Gophers junior linebacker John Carlson told himself that if he suffered another serious injury after returning from ACL surgery this fall that he would consider hanging up his helmet and shoulder pads for good.
Unfortunately for Carlson, that moment came last week. Carlson has decided to end his football career after suffering another injury to his left knee.
Carlson, a popular player in the locker room who has experienced more than his share of medical setbacks, said he came to his decision after another surgery on his left knee last week.
"It was the hardest decision I've ever had to make," Carlson said. "I put in a lot of hard work the last four years. You build such strong relationships with your teammates and coaches. I tried my best, but this is the right thing to do."
Carlson tore the lateral collateral ligament and the lateral meniscus in his left knee during a special-teams drill early in camp. He tore his ACL in the same knee during spring practice. Carlson received a ligament from a cadaver in that surgery so that his rehabilitation time would be shorter and allow him to start fall camp on time.
"It's just disappointing because I felt good and was moving up the depth chart," he said.
Carlson was getting some reps with the second-team defense and would have been a staple on special teams.
Carlson's entire career was marred by setbacks. A standout quarterback at Hopkins High, he graduated early and enrolled at Minnesota in January 2004 so that he could compete in spring practice. But he was diagnosed as having mononucleosis almost immediately.
Then he suffered a torn labrum in his right (throwing) shoulder in fall camp that year and was moved to safety.
"I had never played defense," he said, laughing.
He moved to linebacker last season but then suffered a Grade II separation in his same shoulder. Carlson still experiences some discomfort when he sleeps on his right side.
He was excited about his opportunities with new coaching staff, but he tore his ACL this spring and then suffered this latest injury.
Carlson said he hopes to be around the team as much as possible this season. He is scheduled to graduate in December with a degree in housing studies management finance.
"I learned a lot of life lessons the last four years," he said.
Gophers coach Tim Brewster had no real surprises in his first two-deep of the season. Among the notables:
D.J. Burris and Ned Tavale are still competing for the starting spot at right guard.
True freshman Duane Bennett moved ahead of Jay Thomas at No. 2 tailback.

▸ WHAT THIS TASK INVOLVES
Rewrite the Carlson article from "Gophers coach Tim" to "No. 2 tailback.", changing "right guard" to "left guard". The material after this point has no connection to the article.

[Stored data entries]

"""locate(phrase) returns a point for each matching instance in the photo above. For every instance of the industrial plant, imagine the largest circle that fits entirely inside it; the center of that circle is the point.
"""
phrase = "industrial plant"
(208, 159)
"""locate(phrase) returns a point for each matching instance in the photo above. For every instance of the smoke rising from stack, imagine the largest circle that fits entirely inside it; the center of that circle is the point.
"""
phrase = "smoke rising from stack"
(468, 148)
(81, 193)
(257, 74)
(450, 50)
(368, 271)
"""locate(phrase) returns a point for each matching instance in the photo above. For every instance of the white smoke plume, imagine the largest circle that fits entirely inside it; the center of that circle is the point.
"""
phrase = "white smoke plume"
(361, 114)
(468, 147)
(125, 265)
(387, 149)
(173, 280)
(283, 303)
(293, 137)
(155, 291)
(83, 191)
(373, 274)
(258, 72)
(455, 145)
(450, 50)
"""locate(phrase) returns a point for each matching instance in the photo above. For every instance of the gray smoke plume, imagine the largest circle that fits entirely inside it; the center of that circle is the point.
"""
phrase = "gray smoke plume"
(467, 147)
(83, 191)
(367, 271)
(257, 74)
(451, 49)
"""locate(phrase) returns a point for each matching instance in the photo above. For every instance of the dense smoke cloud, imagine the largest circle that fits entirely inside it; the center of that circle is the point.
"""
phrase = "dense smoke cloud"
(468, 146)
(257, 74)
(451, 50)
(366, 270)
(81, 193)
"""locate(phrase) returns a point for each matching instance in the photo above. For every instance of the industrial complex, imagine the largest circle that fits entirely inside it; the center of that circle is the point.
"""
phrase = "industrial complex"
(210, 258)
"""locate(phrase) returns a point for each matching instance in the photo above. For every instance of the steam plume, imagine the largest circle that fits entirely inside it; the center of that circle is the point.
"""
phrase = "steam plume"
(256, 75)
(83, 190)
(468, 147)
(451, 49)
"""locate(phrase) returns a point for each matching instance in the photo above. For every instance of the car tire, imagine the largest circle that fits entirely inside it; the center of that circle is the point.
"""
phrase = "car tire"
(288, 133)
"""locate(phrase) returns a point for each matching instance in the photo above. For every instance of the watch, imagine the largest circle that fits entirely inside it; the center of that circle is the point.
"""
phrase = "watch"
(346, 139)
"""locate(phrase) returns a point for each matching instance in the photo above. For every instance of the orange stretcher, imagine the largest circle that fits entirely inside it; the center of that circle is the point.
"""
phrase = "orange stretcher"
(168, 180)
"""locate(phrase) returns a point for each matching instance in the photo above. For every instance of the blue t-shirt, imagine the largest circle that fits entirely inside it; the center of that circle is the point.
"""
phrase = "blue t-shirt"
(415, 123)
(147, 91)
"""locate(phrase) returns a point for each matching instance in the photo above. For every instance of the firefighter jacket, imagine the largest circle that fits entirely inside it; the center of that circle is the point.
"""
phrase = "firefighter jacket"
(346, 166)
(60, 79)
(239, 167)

▸ SOLUTION FOR THIS PROBLEM
Gophers coach Tim Brewster had no real surprises in his first two-deep of the season. Among the notables:
D.J. Burris and Ned Tavale are still competing for the starting spot at left guard.
True freshman Duane Bennett moved ahead of Jay Thomas at No. 2 tailback.